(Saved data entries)
━━━━━━━━━━━━━━━━
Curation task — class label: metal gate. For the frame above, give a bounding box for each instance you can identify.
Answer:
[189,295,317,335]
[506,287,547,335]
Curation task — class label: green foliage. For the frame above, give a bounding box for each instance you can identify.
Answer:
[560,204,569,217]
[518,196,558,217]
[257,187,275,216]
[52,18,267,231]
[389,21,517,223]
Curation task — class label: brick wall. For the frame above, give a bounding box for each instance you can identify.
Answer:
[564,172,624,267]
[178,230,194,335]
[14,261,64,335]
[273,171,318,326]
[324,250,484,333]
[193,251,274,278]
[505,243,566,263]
━━━━━━━━━━━━━━━━
**Required work**
Give the data back in full, matching it character for character.

**Exercise answer**
Curation task — class label: metal gate. For the frame above, give a bounding box for each instance you can identify.
Answer:
[189,295,317,335]
[506,287,547,335]
Curation task — class label: green foliage. For the frame above, give a bounding box for each instance you can identify.
Answer:
[560,204,569,217]
[518,196,558,217]
[257,187,275,216]
[52,18,267,231]
[389,21,517,223]
Curation task — class label: brick wall. For the frame above, give a bounding box for each instance you can identify.
Answer:
[564,172,624,267]
[178,230,194,335]
[14,261,64,335]
[273,171,318,326]
[324,250,484,333]
[193,251,274,278]
[505,243,566,263]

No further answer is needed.